[Natural language region descriptions]
━━━
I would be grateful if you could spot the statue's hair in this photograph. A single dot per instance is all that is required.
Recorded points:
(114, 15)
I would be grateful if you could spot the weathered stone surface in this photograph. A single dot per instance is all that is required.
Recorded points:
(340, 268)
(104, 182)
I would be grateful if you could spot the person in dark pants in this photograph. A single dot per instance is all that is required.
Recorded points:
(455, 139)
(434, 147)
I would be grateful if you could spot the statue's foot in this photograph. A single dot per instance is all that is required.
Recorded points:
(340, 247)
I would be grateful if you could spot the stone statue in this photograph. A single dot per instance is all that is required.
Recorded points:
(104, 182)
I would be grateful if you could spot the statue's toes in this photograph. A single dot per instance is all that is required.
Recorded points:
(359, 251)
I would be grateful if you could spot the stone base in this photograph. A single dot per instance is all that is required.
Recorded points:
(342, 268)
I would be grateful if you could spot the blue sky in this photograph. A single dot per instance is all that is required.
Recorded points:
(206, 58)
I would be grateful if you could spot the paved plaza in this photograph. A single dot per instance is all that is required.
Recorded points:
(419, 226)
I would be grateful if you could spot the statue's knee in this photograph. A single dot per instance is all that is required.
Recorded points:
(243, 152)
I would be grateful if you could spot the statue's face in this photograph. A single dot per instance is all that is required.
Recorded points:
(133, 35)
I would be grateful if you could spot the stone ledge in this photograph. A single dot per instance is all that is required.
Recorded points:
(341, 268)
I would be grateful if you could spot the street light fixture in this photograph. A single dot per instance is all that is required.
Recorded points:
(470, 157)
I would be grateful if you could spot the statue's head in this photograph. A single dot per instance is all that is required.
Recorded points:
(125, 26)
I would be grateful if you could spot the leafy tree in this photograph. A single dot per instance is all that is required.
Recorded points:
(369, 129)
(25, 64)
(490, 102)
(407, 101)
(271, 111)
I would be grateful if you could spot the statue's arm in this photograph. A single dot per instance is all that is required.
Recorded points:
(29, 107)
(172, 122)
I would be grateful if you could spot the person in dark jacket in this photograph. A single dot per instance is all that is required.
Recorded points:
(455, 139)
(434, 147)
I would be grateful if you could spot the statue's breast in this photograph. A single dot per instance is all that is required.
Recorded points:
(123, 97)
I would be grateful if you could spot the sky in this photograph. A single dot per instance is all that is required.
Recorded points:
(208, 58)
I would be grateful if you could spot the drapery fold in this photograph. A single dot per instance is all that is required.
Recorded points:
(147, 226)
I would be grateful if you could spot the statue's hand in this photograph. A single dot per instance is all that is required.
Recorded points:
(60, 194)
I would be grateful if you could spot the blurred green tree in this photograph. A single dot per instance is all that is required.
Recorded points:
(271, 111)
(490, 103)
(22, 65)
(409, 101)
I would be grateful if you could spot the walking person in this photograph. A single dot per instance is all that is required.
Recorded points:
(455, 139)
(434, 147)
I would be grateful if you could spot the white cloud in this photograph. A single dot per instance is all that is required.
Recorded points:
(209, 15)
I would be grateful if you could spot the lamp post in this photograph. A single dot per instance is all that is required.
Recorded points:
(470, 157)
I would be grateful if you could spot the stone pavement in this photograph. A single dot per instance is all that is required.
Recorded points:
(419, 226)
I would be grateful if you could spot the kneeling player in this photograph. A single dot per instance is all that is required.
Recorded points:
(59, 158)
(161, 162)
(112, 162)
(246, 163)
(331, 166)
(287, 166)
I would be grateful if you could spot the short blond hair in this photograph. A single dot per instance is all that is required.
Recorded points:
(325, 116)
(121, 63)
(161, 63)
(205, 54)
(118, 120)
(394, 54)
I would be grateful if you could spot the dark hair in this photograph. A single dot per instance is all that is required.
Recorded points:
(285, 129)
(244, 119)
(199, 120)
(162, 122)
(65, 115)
━━━
=== Action item ===
Copy out each line from the preceding entries that mentions the word "hair".

=== Completed task ===
I would be grateful if you could spot the statue's hair in this photograph. A single dot per instance is all that is required.
I would be grateful if you could spot the short blond hair in this photograph. A single dot per instance is all that is required.
I would be grateful if you could spot the dark hair in this photograph. A single dot per instance is all that is required.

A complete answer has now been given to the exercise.